**GIVEN PROBLEM 1:** Collect every line of the listing that contains the string "hoodie", and treat uppercase and lowercase letters as different.
· · ·
SUPREME JUDICIAL COURT

ARROWOOD INDEMNITY COMPANY vs. WORKERS' COMPENSATION TRUST FUND

Docket: SJC-13696
Dates: March 5, 2025 - July 1, 2025
Present: Budd, C.J., Gaziano, Kafker, Wendlandt, & Georges, JJ.
County: Suffolk
Keywords: Workers' Compensation Act, Reimbursement of insurer, Subsequent injury, Decision of Industrial Accident Reviewing Board. Department of Industrial Accidents. Insurance, Workers' compensation insurance. Administrative Law, Agency's interpretation of statute. Statute, Construction

            Appeal from a decision of the Industrial Accident Reviewing Board.

            After review by the Appeals Court, 104 Mass. App. Ct. 419 (2024), the Supreme Judicial Court granted leave to obtain further appellate review.

            Eric A. Smith for the plaintiff.

            Douglas S. Martland, Assistant Attorney General (Arjun Jaikumar, Assistant Attorney General, also present) for the defendant.

            Ben Robbins & Natalie Logan, for New England Legal Foundation, amicus curiae, submitted a brief.

            KAFKER, J.  The parties in this case have been engaged in a multiyear dispute over an insurer's statutory entitlement to second-injury reimbursements under the Massachusetts workers' compensation act (act), G. L. c. 152, §§ 37 and 65.  We hold, as did the Appeals Court, that insurers in "run-off"[1] are not precluded by statute from receiving second-injury reimbursements when such insurers have paid out the associated workers' compensation benefits to an injured employee.  We therefore reverse the Department of Industrial Accidents (DIA) reviewing board's (board's) decision denying such reimbursement to the plaintiff insurer.  Neither the plain language of the statutory reimbursement exclusions in §§ 37 and 65 nor the statutory enforcement mechanism as a whole supports the board's interpretation.[2]

            1.  Background.  a.  Statutory scheme.  The act was passed in 1911 as a "response to strong public sentiment that the remedies afforded by actions of tort at common law did not provide adequate protections to workers."  Mendes's Case, 486 Mass. 139, 140 (2020), quoting Neff v. Commissioner of the Dep't of Indus. Accs., 421 Mass. 70, 73 (1995), and citing Young v. Duncan, 218 Mass. 346, 349 (1914).  See St. 1911, c. 751.  In 1919, the Legislature amended the act to create a State fund from which previously injured employees who sustain a further work-related injury (a "second injury"), the severity of which is exacerbated by the prior injury, are paid a portion of the compensation to which they are entitled.  See St. 1919, c. 272, §§ 1-2.
· · ·
**GIVEN PROBLEM 2:**
Answer these questions using the court opinion above.
(a) Who appeared for the plaintiff?
(b) In what year was the workers' compensation act passed?
(c) What is the docket number of the case?

[Point labeling dataset excerpts]
· · ·
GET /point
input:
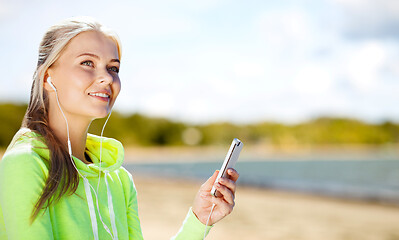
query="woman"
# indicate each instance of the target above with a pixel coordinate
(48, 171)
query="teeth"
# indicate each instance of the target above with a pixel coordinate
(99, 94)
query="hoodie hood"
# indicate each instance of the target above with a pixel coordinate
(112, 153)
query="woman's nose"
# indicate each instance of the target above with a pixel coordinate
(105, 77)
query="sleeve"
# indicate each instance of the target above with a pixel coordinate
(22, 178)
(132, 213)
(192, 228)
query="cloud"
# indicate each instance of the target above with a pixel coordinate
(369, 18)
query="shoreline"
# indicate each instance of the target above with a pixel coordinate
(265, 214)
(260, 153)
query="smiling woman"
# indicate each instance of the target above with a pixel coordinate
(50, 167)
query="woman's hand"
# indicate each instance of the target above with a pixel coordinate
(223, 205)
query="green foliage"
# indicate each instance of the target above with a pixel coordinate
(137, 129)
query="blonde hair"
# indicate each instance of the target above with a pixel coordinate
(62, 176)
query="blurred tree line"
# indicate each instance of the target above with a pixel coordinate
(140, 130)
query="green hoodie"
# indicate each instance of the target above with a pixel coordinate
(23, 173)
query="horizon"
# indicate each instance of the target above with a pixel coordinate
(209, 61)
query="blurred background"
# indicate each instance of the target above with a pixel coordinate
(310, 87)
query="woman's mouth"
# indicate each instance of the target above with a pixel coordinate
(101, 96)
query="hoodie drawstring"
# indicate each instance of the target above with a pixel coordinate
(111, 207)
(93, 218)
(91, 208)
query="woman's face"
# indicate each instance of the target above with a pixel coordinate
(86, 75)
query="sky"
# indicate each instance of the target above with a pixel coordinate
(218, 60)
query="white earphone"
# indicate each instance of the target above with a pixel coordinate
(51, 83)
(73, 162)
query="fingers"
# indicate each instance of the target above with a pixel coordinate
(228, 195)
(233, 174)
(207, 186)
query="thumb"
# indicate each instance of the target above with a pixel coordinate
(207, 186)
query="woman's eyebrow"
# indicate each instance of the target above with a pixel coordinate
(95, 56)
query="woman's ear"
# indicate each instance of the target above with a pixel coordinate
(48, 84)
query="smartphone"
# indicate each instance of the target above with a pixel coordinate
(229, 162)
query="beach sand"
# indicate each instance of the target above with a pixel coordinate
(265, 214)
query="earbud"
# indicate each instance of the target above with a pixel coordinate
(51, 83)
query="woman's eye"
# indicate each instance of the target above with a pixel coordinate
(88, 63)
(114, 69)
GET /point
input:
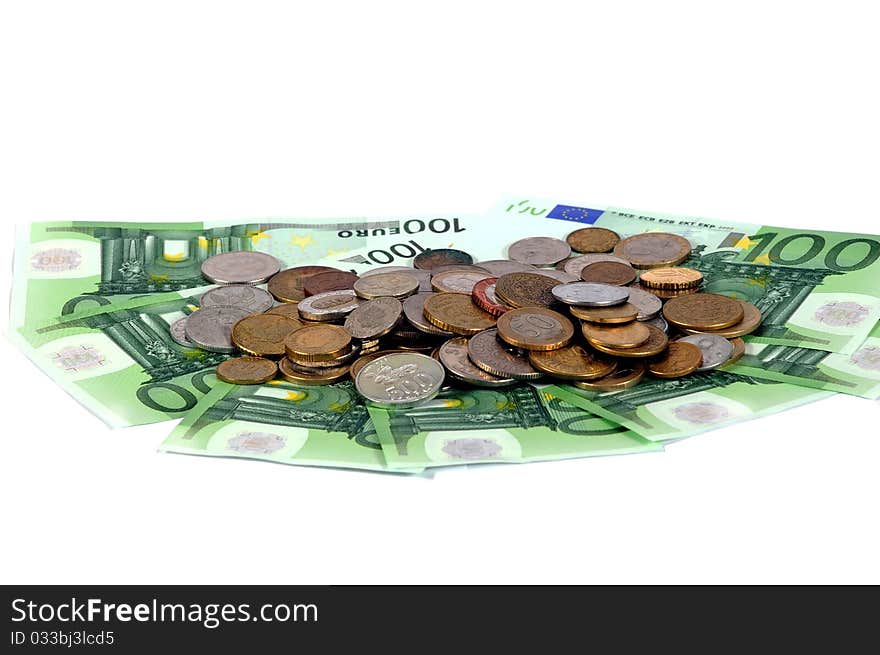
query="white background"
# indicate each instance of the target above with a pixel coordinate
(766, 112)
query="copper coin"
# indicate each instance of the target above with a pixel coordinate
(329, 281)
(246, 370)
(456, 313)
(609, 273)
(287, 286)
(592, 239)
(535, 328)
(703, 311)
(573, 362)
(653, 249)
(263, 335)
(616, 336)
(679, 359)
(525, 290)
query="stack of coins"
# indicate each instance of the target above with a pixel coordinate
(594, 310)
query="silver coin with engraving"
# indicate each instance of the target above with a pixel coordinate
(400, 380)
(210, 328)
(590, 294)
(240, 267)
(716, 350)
· · ·
**FULL RESPONSE 1:**
query="hoodie hood"
query="green hoodie"
query="hoodie drawstring"

**FULL RESPONSE 2:**
(a) Eric A. Smith
(b) 1911
(c) SJC-13696